[Records from a point-labeling set]
· · · · ·
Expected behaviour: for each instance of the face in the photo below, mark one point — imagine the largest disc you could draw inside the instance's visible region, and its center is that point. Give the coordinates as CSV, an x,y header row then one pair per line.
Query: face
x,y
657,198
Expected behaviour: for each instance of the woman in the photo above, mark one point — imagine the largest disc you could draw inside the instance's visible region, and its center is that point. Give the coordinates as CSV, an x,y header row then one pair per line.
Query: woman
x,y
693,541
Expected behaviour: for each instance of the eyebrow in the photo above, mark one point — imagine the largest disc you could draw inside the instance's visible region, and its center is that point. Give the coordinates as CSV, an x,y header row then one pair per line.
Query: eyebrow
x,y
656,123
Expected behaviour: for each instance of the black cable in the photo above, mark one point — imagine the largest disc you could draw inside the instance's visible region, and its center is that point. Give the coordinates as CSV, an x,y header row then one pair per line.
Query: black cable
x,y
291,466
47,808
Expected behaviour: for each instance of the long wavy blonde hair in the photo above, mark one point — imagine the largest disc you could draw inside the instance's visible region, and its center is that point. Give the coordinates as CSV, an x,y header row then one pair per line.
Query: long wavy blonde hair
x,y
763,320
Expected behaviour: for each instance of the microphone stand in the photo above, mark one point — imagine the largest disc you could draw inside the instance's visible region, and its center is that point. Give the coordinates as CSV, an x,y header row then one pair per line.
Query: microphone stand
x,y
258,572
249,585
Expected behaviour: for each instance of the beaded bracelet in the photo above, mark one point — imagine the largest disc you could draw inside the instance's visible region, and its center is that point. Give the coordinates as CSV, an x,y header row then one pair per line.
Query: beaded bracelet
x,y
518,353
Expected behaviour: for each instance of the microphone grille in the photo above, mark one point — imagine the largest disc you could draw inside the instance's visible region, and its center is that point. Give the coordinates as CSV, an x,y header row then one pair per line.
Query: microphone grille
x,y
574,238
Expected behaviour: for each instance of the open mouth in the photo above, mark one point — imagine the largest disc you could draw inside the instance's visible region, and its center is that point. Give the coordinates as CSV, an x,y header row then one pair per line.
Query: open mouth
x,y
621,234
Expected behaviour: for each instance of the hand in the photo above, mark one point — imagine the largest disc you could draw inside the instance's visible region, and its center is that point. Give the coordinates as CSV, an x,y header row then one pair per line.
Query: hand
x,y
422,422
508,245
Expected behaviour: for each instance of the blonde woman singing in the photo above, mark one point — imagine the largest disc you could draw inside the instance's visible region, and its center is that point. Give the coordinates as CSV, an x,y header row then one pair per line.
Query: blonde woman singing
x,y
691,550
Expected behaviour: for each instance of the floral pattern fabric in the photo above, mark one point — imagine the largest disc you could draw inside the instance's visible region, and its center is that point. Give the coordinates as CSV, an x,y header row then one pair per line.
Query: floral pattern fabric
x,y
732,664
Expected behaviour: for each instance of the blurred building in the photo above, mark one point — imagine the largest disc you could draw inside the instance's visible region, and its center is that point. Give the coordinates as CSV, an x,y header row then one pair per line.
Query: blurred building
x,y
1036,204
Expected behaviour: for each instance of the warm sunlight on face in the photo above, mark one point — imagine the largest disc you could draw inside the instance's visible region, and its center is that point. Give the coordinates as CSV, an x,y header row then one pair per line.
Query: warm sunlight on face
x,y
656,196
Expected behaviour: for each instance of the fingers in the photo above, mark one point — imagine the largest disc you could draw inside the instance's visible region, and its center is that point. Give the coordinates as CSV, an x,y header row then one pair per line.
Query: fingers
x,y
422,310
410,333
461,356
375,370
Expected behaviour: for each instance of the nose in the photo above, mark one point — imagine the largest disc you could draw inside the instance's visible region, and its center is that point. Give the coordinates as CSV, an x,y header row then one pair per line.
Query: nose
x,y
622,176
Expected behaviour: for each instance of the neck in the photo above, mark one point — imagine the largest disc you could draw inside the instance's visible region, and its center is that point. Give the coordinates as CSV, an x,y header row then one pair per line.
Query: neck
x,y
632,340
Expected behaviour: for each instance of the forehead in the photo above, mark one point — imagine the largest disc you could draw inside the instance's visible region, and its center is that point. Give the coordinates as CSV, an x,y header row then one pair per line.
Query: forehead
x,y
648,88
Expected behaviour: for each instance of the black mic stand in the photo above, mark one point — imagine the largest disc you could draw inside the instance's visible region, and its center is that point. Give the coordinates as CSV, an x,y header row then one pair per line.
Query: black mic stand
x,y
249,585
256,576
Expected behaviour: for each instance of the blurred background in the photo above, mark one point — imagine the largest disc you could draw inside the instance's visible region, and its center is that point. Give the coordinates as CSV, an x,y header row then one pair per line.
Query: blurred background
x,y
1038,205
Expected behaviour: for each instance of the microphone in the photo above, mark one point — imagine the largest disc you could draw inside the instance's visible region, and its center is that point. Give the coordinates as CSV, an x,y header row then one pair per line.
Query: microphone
· · · · ·
Instructions to follow ->
Copy every one of these lines word for word, without changing anything.

Solved problem ->
Expected behaviour: for each instance of the face in the photo below, mark one point — imagine the largest disc you could draw inside the instance's visible region, and its center is that point. Give the coordinates as CSV, an x,y header row then one pair per line.
Query: face
x,y
657,198
Expected behaviour: for each instance of the woman in the photo above, mark one point — imagine the largest disc you could draw inside the instance's visible region, and its center is that point. Give the coordinates as CSV, an x,y header row then one pair per line.
Query: woman
x,y
693,541
Expected behaviour: for each instance of the eyebrow in the photo above, mark one point — imagine the largest disc you could draw inside the instance's visible region, and its center is that point. Give the coordinates as CSV, an x,y header row then one pair per line.
Query: eyebrow
x,y
656,123
Expected behaviour: for each instance of the black cable in the photo above, mark one point — imagine the largest disc you could draw inside the instance's visible region, and its center is that point. Give the coordinates as CSV, an x,y header row then one pair per line.
Query: black cable
x,y
291,466
47,808
Expected behaviour: for each instance of the long wavy blonde hair in the photo above, mark one point — imagine the largest disc you could draw inside the instance's visible region, and its center is that point. Give the coordinates as CSV, an x,y header row then one pair per line.
Query: long wavy blonde hair
x,y
763,320
Expected behaviour: for each instance of the microphone stand in the photo above, mark one point — imagine the largest disc you could draw inside the instance's visible region, and its center is that point. Give the coordinates as CSV, an x,y header row then one pair per line.
Query: microphone stand
x,y
258,572
249,585
Expected behaviour: for each instance of the beaded bracelet in the photo above, mark one point — imagine the largest disc you could draw inside the instance's visible region, and its center is that point. Give the coordinates as CSV, an x,y header row then one pair per line.
Query: beaded bracelet
x,y
518,353
Expected behaviour: for each instance of the microphone grille in the photo above, mark one point — imagine the largest disc you could draw inside the instance's visible region, and its center is that point. Give the coordinates as CSV, an x,y header row then one pair per line.
Query: microphone grille
x,y
574,238
Expected behaviour: for each instance of the open mouth in the photo above, mark one point — imagine the largest disc you could draw inside the instance's visible region, and its center is that point. Give the coordinates as CSV, an x,y header row then one pair per line.
Query: open mouth
x,y
621,234
Expected behaviour: for each instance of the hand in the photo above, mark one point — imagine the largest disc you could draw inside the instance's visible region, and its center is that point. Give the coordinates as CSV, an x,y header row then one pair per line.
Query: hand
x,y
422,422
508,245
Expected behaviour: for each instance of the blonde woman singing in the photo above, mark one point — imagine the largest disc you could draw inside the instance's visible region, and its center is that point. Give the coordinates as CSV, an x,y header row then one pair per line.
Query: blonde woman singing
x,y
691,550
Expected behaviour: for each instance of the floral pattern fabric in the photo above, mark one point — imagine the largest disc you could draw inside the instance's visible region, and its center is that point. Give the coordinates as CSV, an x,y header row then one pair per line.
Query: floral pattern fabric
x,y
732,664
Expected behaviour: for each instance of the blurred building in the photo above, mark one point — imagine the largest disc you could draw inside the instance's visible region, and its center is that point. Give the coordinates as CSV, an x,y header row then one pair per line.
Query: blurred building
x,y
1036,204
Expected behaviour: for each instance of the warm sunlight on face in the photo above, mark one point — imagine the largest disc you could draw inside the instance's visible region, and its center is that point. Give the coordinates as CSV, an x,y header row then one pair per line.
Query: warm sunlight on face
x,y
656,196
Expected behaviour: for each instance of the fingers in the photo above, mark one point — imagine the largest disc you could draw inside the instance's visible region, and its center is that point. Give the coordinates as CSV, an x,y header row then one pair per line.
Query: fingers
x,y
422,310
410,333
461,356
375,370
Expected behaviour: for each instance of the nose in the photo above, mark one point — imagine the largest disc you could draw inside the instance's visible region, and its center is that point. Give the coordinates as CSV, an x,y header row then one pair per line.
Query: nose
x,y
622,176
Expected behaviour: for each instance of the neck in the photo above, mark one point — imagine the largest disc you could draw inside the instance's visible region, and its center is that point. Give the coordinates as CSV, an x,y header row then one pair per line.
Query: neck
x,y
632,340
Expected behaviour: for each instance of the forehead in the photo above, mark one point — imagine the largest disc you could draw inside the instance's visible region, and its center is that point. Give the coordinates as CSV, an x,y header row then one pair per line.
Query: forehead
x,y
648,88
Expected behaviour: for each instance of the black mic stand in the photo above, mark one point — imagine the largest disc you could draw inside the instance's visible region, and its center is that point. Give the coordinates as CSV, an x,y header row then one pair per line.
Query: black mic stand
x,y
249,585
256,576
Expected behaviour: for each instance of the blurred background in the photo above, mark one point — imagine the largest disc you could draw inside the instance's visible region, and its center is that point. Give the coordinates as CSV, an x,y header row then one pair per line.
Query: blurred background
x,y
1038,205
Expected behaviour: for each instance of the microphone in the photo above, mark one point — imagine the largest disc you could draw inside the instance's visible region, and its center is that point. Give the coordinates as CSV, an x,y header row then one pair per line.
Query: microphone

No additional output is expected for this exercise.